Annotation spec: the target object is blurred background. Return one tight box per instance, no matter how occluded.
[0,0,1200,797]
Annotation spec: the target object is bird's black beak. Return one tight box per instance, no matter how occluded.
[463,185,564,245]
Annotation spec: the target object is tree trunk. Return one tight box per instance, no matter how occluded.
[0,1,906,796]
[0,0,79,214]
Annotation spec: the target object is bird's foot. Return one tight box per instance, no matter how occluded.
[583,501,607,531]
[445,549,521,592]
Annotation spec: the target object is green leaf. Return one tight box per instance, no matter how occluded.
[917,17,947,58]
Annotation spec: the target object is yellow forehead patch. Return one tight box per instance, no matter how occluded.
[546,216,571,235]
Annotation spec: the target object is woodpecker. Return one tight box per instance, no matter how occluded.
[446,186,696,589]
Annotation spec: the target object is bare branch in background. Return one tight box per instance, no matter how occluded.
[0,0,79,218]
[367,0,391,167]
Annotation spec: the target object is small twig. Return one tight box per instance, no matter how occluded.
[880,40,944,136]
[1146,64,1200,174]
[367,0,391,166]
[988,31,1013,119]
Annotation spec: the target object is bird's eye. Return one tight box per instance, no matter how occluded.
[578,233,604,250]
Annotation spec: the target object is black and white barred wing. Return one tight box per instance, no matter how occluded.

• [Instructions for the task]
Recast all the rows above as a Markdown table with the columns No. and Text, giving each line its own numbered entry and omitting any blank lines.

• [Solved exercise]
| No. | Text |
|---|---|
| 1 | Annotation spec: the target object is blurred background. Return one tight box per instance, no matter how occluded. |
| 2 | [0,0,1200,797] |
| 3 | Annotation spec: the target object is bird's black beak. Return one tight box per instance, no matter how occluded. |
| 4 | [463,185,564,245] |
| 5 | Annotation spec: the target object is tree trunk. Return one tight box per instance, no matter how occluded. |
| 6 | [0,1,906,796] |
| 7 | [0,0,79,214] |
| 8 | Annotation spec: the target object is bird's foot. Return one tight box per instance, no matter how occluded. |
| 9 | [583,501,607,531] |
| 10 | [445,549,521,592] |
| 11 | Annotation spec: the target object is green leaf. Return one tight box per instance, no matter how occluded. |
| 12 | [917,17,947,58] |
| 13 | Annotation spec: the target object is yellow forehead patch. Return one tight box per instance, no matter how occluded. |
| 14 | [546,216,571,235] |
| 15 | Annotation spec: the target object is woodpecker. Return one tight box per instance, no matter how occluded. |
| 16 | [446,186,696,589] |
| 17 | Annotation spec: the target object is bare branch in background. Return one tight box per instance, no matter how occluded. |
| 18 | [0,0,79,218] |
| 19 | [367,0,391,167] |
| 20 | Annotation spec: the target object is small twig. Return one tight box per instance, no matter how occluded. |
| 21 | [880,40,944,136] |
| 22 | [1146,64,1200,174] |
| 23 | [367,0,391,166] |
| 24 | [988,31,1013,119] |
| 25 | Annotation spec: the target object is bird's eye. Return one tight box per instance, no matter how occluded. |
| 26 | [578,233,604,250] |
| 27 | Annotation spec: the target object is black and white barred wing. Return one tight box per instance, no matter how occluded. |